Quando a então presidente brasileira Dilma Rousseff sofreu um golpe parlamentar em 2016, o plano dos principais atores envolvidos era claro: a Presidência sair das mãos do Partido dos Trabalhadores (PT), de esquerda e vencedor das últimas quatro eleições, e cair em seu colo.
O Partido da Social-Democracia Brasileira (PSDB), de direita e principal opositor ao PT, havia sido derrotado no segundo turno em todas as últimas quatro disputas, mas acreditava que, enfim, venceria a eleição seguinte. Já o Partido do Movimento Democrático Brasileiro (PMDB), até então da base do PT, assumiria a Presidência imediatamente por meio do então vice Michel Temer. Era a terceira vez que o partido ocupava o cargo, sempre por meio de vices, pois nunca teve candidato competitivo.
Ao contrário do previsto por esses atores, as críticas ao PT e a posterior condenação de Luiz Inácio Lula da Silva, líder do Partido dos Trabalhadores, favoreceram a chegada ao poder de Jair Bolsonaro.
A busca pela “terceira via”
Após o golpe parlamentar de 2016, a grande mídia perseguiu de forma parcial o PT, imaginando que a tradicional política alinhada aos seus parceiros no empresariado voltaria ao modus operandi habitual. Entretanto, não bastava derrubar a ex-presidenta Dilma Rousseff, porque o ex-presidente Lula era favorito para chegar a seu terceiro mandato.

> **DADOS REGISTRADOS**:

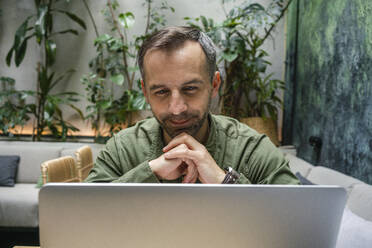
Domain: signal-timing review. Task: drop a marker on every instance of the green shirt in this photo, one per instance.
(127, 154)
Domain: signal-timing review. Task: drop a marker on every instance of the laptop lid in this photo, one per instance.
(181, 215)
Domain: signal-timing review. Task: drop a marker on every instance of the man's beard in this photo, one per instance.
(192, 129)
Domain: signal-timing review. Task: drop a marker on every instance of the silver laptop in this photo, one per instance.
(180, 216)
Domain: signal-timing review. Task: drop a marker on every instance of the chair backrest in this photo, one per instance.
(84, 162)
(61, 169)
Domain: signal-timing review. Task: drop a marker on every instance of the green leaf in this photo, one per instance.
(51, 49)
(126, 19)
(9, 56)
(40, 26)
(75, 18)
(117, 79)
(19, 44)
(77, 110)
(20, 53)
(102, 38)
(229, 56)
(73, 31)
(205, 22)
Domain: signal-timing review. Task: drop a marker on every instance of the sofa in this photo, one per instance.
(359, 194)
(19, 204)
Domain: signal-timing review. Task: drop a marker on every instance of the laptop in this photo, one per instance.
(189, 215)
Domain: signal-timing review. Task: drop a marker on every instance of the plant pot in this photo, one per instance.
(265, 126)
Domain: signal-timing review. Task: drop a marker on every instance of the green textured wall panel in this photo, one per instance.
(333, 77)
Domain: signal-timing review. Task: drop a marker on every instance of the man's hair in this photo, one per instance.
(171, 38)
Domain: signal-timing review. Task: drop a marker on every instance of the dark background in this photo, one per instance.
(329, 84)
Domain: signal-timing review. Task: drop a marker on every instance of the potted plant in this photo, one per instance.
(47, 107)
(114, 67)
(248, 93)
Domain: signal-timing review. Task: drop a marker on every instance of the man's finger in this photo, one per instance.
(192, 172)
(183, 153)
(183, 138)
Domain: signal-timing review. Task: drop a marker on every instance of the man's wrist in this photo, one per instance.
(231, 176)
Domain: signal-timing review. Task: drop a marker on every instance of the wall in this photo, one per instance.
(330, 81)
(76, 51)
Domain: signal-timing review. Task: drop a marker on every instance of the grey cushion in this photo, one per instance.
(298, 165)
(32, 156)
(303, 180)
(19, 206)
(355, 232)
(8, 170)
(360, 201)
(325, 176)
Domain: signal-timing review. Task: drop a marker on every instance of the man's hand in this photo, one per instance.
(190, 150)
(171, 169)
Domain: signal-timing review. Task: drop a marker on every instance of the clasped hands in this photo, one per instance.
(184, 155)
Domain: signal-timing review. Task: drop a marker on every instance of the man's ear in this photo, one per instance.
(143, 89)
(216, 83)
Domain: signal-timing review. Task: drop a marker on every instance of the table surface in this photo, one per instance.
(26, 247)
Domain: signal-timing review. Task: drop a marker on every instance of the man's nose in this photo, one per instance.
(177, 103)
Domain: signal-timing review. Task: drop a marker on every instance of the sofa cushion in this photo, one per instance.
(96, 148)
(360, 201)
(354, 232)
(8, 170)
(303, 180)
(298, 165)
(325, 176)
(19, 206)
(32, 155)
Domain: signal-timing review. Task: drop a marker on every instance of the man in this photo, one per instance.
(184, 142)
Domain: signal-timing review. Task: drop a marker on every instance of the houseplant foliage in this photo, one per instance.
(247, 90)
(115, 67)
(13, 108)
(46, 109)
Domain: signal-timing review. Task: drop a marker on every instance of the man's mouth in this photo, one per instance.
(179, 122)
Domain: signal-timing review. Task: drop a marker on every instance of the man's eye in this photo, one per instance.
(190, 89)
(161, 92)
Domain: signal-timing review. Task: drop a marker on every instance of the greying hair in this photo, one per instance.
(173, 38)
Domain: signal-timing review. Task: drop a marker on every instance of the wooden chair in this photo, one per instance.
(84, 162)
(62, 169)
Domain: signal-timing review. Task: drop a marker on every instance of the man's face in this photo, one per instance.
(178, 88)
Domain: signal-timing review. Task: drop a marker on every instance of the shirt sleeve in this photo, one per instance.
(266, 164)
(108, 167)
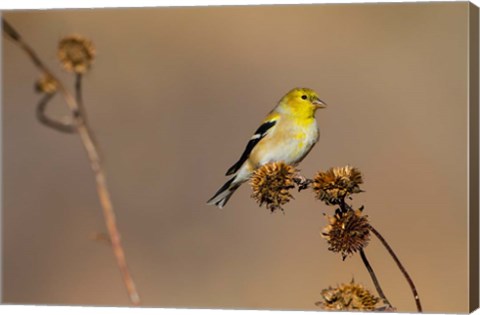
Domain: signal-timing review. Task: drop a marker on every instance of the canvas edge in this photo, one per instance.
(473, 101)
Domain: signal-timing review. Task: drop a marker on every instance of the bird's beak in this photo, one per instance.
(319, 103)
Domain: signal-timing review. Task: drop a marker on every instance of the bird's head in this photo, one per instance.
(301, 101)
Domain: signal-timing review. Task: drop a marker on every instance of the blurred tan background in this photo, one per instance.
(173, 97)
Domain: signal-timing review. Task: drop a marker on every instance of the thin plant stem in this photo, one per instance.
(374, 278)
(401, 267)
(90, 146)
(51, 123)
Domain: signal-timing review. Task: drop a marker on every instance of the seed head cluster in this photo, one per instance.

> **ATIVIDADE A**:
Indique se cada afirmação abaixo está de acordo com o texto sobre o golpe parlamentar de 2016, respondendo sim ou não e citando as palavras do texto que decidem a resposta. (i) O PSDB havia vencido o segundo turno em alguma das últimas quatro disputas. (ii) O PMDB assumiria a Presidência por meio do então vice Michel Temer. (iii) Lula era favorito para chegar a seu terceiro mandato.
> **ATIVIDADE B**:
Reproduza fielmente o trecho do texto sobre o golpe parlamentar de 2016 que vai de "O Partido da" até "de Jair Bolsonaro.".

> **ESPAÇO PARA RESPOSTA A**:
(i) Não: "havia sido derrotado no segundo turno em todas as últimas quatro disputas".
(ii) Sim: "assumiria a Presidência imediatamente por meio do então vice Michel Temer".
(iii) Sim: "o ex-presidente Lula era favorito para chegar a seu terceiro mandato".

> **ESPAÇO PARA RESPOSTA B**:
O Partido da Social-Democracia Brasileira (PSDB), de direita e principal opositor ao PT, havia sido derrotado no segundo turno em todas as últimas quatro disputas, mas acreditava que, enfim, venceria a eleição seguinte. Já o Partido do Movimento Democrático Brasileiro (PMDB), até então da base do PT, assumiria a Presidência imediatamente por meio do então vice Michel Temer. Era a terceira vez que o partido ocupava o cargo, sempre por meio de vices, pois nunca teve candidato competitivo.
Ao contrário do previsto por esses atores, as críticas ao PT e a posterior condenação de Luiz Inácio Lula da Silva, líder do Partido dos Trabalhadores, favoreceram a chegada ao poder de Jair Bolsonaro.